-- START OF Records for the task --

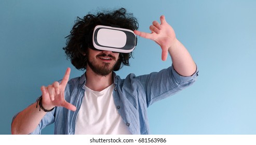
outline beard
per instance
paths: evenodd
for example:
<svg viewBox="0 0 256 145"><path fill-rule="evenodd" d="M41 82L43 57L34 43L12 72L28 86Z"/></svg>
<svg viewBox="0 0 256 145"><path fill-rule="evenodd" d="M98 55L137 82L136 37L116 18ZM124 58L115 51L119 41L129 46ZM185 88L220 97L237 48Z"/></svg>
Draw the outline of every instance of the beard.
<svg viewBox="0 0 256 145"><path fill-rule="evenodd" d="M105 54L99 54L96 56L97 57L99 56L108 56L112 59L112 60L115 60L115 57L112 55L106 55ZM114 68L116 64L116 61L115 63L112 65L110 63L103 63L102 64L98 64L97 63L97 60L96 59L92 59L91 60L89 59L87 60L87 64L91 69L91 70L97 75L105 77L109 75L114 70Z"/></svg>

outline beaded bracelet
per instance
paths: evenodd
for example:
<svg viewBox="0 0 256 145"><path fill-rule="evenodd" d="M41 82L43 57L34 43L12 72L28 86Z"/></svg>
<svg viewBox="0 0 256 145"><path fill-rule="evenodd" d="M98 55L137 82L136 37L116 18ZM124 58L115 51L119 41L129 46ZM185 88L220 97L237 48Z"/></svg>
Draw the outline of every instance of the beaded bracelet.
<svg viewBox="0 0 256 145"><path fill-rule="evenodd" d="M52 111L53 110L54 108L55 108L55 107L52 108L52 109L51 109L51 110L45 109L45 108L44 108L44 107L43 107L43 105L42 105L42 99L43 99L43 96L41 96L40 97L39 97L39 98L37 99L37 102L36 102L36 107L37 108L37 104L40 107L40 108L39 108L39 111L41 111L41 109L42 109L43 110L44 110L44 111L46 112L50 112L50 111Z"/></svg>

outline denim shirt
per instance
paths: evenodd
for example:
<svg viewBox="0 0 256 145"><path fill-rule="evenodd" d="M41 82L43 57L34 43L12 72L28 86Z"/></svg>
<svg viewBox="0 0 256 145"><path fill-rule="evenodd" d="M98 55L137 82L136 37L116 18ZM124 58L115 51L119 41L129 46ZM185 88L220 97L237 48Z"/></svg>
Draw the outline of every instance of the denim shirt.
<svg viewBox="0 0 256 145"><path fill-rule="evenodd" d="M86 72L85 72L86 73ZM132 134L149 134L147 108L155 102L174 94L191 85L198 71L190 77L179 75L172 66L159 72L120 79L113 72L113 96L116 108ZM85 74L71 79L65 90L65 99L75 105L72 111L56 107L43 118L31 134L40 134L47 125L55 123L55 134L74 134L76 119L85 95Z"/></svg>

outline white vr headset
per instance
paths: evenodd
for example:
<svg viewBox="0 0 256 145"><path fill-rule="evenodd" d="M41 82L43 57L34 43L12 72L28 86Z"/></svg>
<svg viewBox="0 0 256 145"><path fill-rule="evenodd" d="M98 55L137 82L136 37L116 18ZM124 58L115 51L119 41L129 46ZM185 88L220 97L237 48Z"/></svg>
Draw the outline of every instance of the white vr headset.
<svg viewBox="0 0 256 145"><path fill-rule="evenodd" d="M135 34L126 28L97 25L92 34L93 47L99 50L130 53L137 42Z"/></svg>

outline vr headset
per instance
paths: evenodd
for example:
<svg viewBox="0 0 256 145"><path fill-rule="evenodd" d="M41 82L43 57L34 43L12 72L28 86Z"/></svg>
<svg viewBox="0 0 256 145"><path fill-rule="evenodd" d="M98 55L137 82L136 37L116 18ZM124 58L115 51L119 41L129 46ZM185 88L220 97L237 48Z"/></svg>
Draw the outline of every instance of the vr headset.
<svg viewBox="0 0 256 145"><path fill-rule="evenodd" d="M99 50L130 53L137 45L137 38L130 30L104 25L95 27L92 44Z"/></svg>

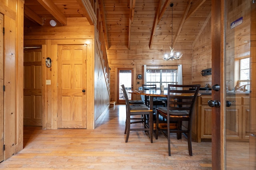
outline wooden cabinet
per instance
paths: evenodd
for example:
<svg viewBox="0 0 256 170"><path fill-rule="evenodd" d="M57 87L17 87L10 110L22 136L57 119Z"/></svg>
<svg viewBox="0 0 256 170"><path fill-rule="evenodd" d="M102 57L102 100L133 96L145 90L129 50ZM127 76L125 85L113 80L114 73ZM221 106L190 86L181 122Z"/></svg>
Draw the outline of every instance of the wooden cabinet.
<svg viewBox="0 0 256 170"><path fill-rule="evenodd" d="M242 139L249 139L250 135L250 98L248 97L242 97L242 120L243 126L242 134Z"/></svg>
<svg viewBox="0 0 256 170"><path fill-rule="evenodd" d="M244 94L227 96L226 100L231 103L230 107L226 107L227 139L249 138L249 96ZM193 139L198 142L202 139L212 138L212 107L208 103L211 100L210 95L202 95L198 98L198 113L195 114L196 121L193 123L197 129Z"/></svg>
<svg viewBox="0 0 256 170"><path fill-rule="evenodd" d="M226 109L226 136L228 139L242 138L242 98L227 96L226 100L231 103Z"/></svg>

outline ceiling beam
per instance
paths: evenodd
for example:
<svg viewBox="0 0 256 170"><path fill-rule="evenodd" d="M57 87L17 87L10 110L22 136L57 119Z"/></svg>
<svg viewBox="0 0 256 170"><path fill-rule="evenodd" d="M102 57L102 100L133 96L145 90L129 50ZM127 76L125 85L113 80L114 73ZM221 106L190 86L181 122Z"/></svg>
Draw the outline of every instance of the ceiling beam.
<svg viewBox="0 0 256 170"><path fill-rule="evenodd" d="M67 25L67 18L52 0L36 0L63 25Z"/></svg>
<svg viewBox="0 0 256 170"><path fill-rule="evenodd" d="M82 8L84 16L87 18L90 25L97 23L97 16L92 7L89 0L77 0L76 2ZM102 3L103 4L103 2Z"/></svg>
<svg viewBox="0 0 256 170"><path fill-rule="evenodd" d="M25 5L24 5L24 15L33 22L35 22L41 25L44 25L44 19Z"/></svg>
<svg viewBox="0 0 256 170"><path fill-rule="evenodd" d="M99 8L100 12L100 18L101 19L101 23L102 26L102 31L103 32L103 36L104 36L104 41L105 45L107 49L109 49L108 45L108 30L107 29L107 25L106 22L106 16L105 16L105 10L103 5L103 0L99 0L98 1L99 4Z"/></svg>
<svg viewBox="0 0 256 170"><path fill-rule="evenodd" d="M186 18L186 19L185 20L186 21L188 18L189 18L190 16L191 16L202 5L204 4L204 3L205 2L206 0L201 0L198 1L197 3L195 4L194 8L191 8L190 10L189 10L189 12L188 13L187 15L187 16Z"/></svg>
<svg viewBox="0 0 256 170"><path fill-rule="evenodd" d="M158 6L157 8L157 11L155 16L155 19L154 20L154 24L153 25L153 28L152 29L152 32L151 32L151 35L150 36L150 39L149 41L149 49L151 49L152 47L152 44L154 41L154 38L155 37L155 33L156 29L156 27L158 24L158 19L159 18L159 14L160 11L161 10L161 6L162 6L162 0L160 0L158 3Z"/></svg>
<svg viewBox="0 0 256 170"><path fill-rule="evenodd" d="M176 41L177 41L177 39L178 39L178 37L180 35L180 31L181 31L181 29L183 26L183 24L185 22L185 19L186 18L187 15L188 14L188 10L191 6L191 2L192 2L192 0L188 0L188 4L187 4L187 6L186 7L186 9L185 11L184 11L184 13L183 13L183 15L182 17L182 19L180 20L180 24L179 24L179 26L178 27L178 30L177 31L176 31L176 33L174 36L174 40L173 41L173 43L172 44L172 46L174 47L175 43L176 43Z"/></svg>
<svg viewBox="0 0 256 170"><path fill-rule="evenodd" d="M130 48L131 41L131 30L132 29L132 23L133 21L134 16L134 8L135 8L136 0L130 0L130 14L129 15L129 34L128 35L128 49Z"/></svg>
<svg viewBox="0 0 256 170"><path fill-rule="evenodd" d="M161 12L160 12L160 14L159 14L159 17L158 18L158 20L157 21L157 24L159 23L159 22L160 22L160 20L162 19L163 15L164 15L164 14L165 12L165 11L166 10L166 9L168 6L169 6L169 5L170 4L170 3L171 2L171 0L166 0L164 3L164 4L162 8L162 10L161 10Z"/></svg>

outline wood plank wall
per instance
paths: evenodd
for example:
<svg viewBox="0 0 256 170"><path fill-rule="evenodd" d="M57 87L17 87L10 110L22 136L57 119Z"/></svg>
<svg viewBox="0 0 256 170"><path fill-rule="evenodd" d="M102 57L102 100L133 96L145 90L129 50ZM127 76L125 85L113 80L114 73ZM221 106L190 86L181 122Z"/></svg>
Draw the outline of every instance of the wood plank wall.
<svg viewBox="0 0 256 170"><path fill-rule="evenodd" d="M144 84L143 79L137 79L137 75L144 76L143 65L170 65L182 64L183 84L192 83L192 46L182 45L174 47L181 49L183 56L179 60L165 61L162 56L166 52L170 51L167 46L153 46L150 49L149 46L131 45L130 49L126 46L111 46L107 50L108 59L110 70L110 100L117 101L118 84L117 84L117 68L134 68L133 84L135 89L138 89ZM159 67L159 68L160 68ZM164 68L167 68L164 67ZM139 82L139 84L137 84ZM140 99L139 95L134 95L134 99Z"/></svg>
<svg viewBox="0 0 256 170"><path fill-rule="evenodd" d="M4 137L5 160L23 148L24 4L24 0L1 0L0 3L5 30L4 135L1 132Z"/></svg>
<svg viewBox="0 0 256 170"><path fill-rule="evenodd" d="M44 82L46 80L52 80L51 85L46 86L44 92L43 92L43 94L44 92L45 96L44 100L45 104L44 105L45 108L44 111L43 111L43 118L44 119L45 121L43 120L43 127L52 129L57 128L57 99L58 96L56 88L58 62L56 51L56 46L58 44L84 44L86 43L86 40L91 40L90 41L93 43L92 44L88 45L88 48L90 47L93 49L91 53L88 54L87 56L86 92L88 99L87 103L85 104L87 106L87 129L92 129L94 127L95 120L109 104L109 95L106 78L98 78L99 75L102 77L102 75L104 75L105 72L104 66L99 61L101 60L100 57L101 55L94 51L95 48L98 49L100 48L96 44L97 43L94 38L95 28L94 25L89 24L86 18L68 18L67 21L68 25L65 26L52 27L50 26L32 25L25 27L24 29L24 39L26 45L31 45L33 44L42 44L43 53L45 53L44 59L50 57L52 61L51 68L46 68L44 65L45 63L43 63L43 68L44 68L45 70L42 72L42 85L45 86ZM44 47L45 48L44 51ZM94 53L96 54L95 56ZM42 61L45 61L45 59ZM103 84L105 84L104 88L102 87L104 86ZM94 88L95 85L97 88ZM98 88L103 89L99 90ZM43 88L43 90L44 89ZM95 89L98 91L95 91ZM104 97L102 97L102 95ZM101 100L108 102L103 104ZM95 103L95 101L96 102L99 101L100 102L98 104ZM94 117L95 113L96 113L95 115L96 117Z"/></svg>
<svg viewBox="0 0 256 170"><path fill-rule="evenodd" d="M232 89L237 84L237 76L234 74L236 59L248 56L250 54L250 0L228 1L229 8L227 11L227 31L226 33L226 80L233 82L228 84ZM244 10L245 9L245 10ZM242 24L231 29L231 23L243 17ZM193 47L192 83L200 84L204 86L208 84L212 86L212 76L202 76L202 70L211 68L211 20L206 25Z"/></svg>
<svg viewBox="0 0 256 170"><path fill-rule="evenodd" d="M209 20L193 47L192 83L212 86L212 75L202 76L201 71L212 68L212 22Z"/></svg>

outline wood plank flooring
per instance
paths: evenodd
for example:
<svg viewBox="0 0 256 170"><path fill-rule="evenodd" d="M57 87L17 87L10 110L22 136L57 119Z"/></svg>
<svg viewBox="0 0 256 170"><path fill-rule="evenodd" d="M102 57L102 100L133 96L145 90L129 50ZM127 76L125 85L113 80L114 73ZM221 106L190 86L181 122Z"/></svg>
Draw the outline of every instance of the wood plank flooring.
<svg viewBox="0 0 256 170"><path fill-rule="evenodd" d="M160 135L150 143L144 131L131 132L128 143L124 134L125 106L105 113L94 130L42 130L24 127L24 149L0 164L8 170L210 170L211 143L192 143L188 154L186 139L167 141Z"/></svg>

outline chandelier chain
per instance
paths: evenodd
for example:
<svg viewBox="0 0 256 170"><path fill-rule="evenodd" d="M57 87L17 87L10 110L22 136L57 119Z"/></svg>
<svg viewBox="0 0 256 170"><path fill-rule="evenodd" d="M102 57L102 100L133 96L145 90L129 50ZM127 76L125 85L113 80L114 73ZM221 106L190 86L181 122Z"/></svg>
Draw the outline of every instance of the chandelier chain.
<svg viewBox="0 0 256 170"><path fill-rule="evenodd" d="M174 49L172 48L172 45L173 43L173 4L171 4L170 6L171 7L172 7L172 47L170 47L171 51L169 55L168 56L168 55L166 54L163 56L163 59L165 61L170 60L174 60L174 59L178 60L178 59L180 59L182 56L182 54L180 55L179 53L175 52Z"/></svg>

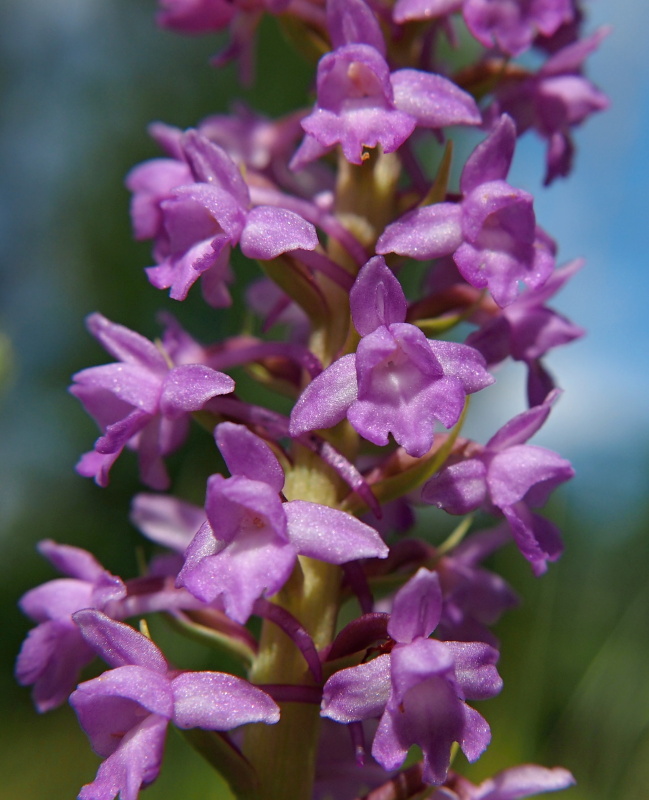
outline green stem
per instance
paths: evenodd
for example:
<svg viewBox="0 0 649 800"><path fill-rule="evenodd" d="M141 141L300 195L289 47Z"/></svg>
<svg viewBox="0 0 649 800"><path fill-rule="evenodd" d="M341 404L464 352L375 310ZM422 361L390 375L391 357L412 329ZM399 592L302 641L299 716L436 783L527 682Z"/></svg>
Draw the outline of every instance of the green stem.
<svg viewBox="0 0 649 800"><path fill-rule="evenodd" d="M336 505L338 487L329 469L312 453L298 453L287 476L286 497ZM274 602L290 611L311 634L316 647L333 638L340 595L341 570L300 558L293 575ZM264 621L259 655L250 672L256 684L313 686L301 653L276 625ZM244 754L259 779L259 800L310 800L320 729L320 709L309 703L280 703L277 725L249 726Z"/></svg>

-- END OF Records for the task --

Exercise prompt: Copy out, character for character, the part of the items that starts with the line containing "outline white vr headset" and ends with the line containing "50L130 53L137 45L137", including both of those lines.

Answer to this task:
outline white vr headset
per instance
paths: evenodd
for example:
<svg viewBox="0 0 256 145"><path fill-rule="evenodd" d="M41 82L43 57L34 43L12 72L28 86Z"/></svg>
<svg viewBox="0 0 256 145"><path fill-rule="evenodd" d="M98 55L137 82L136 37L116 18ZM124 58L115 51L119 41L129 46ZM185 88L220 97L237 48Z"/></svg>
Draw the outline of every instance of the white vr headset.
<svg viewBox="0 0 256 145"><path fill-rule="evenodd" d="M135 34L126 28L97 25L92 34L93 47L99 50L130 53L137 42Z"/></svg>

outline vr headset
per instance
paths: evenodd
for example:
<svg viewBox="0 0 256 145"><path fill-rule="evenodd" d="M41 82L43 57L34 43L12 72L28 86Z"/></svg>
<svg viewBox="0 0 256 145"><path fill-rule="evenodd" d="M98 55L137 82L136 37L116 18ZM124 58L115 51L119 41L129 46ZM185 88L220 97L237 48Z"/></svg>
Draw the outline of every instance of the vr headset.
<svg viewBox="0 0 256 145"><path fill-rule="evenodd" d="M99 50L130 53L137 45L137 38L130 30L104 25L95 27L92 44Z"/></svg>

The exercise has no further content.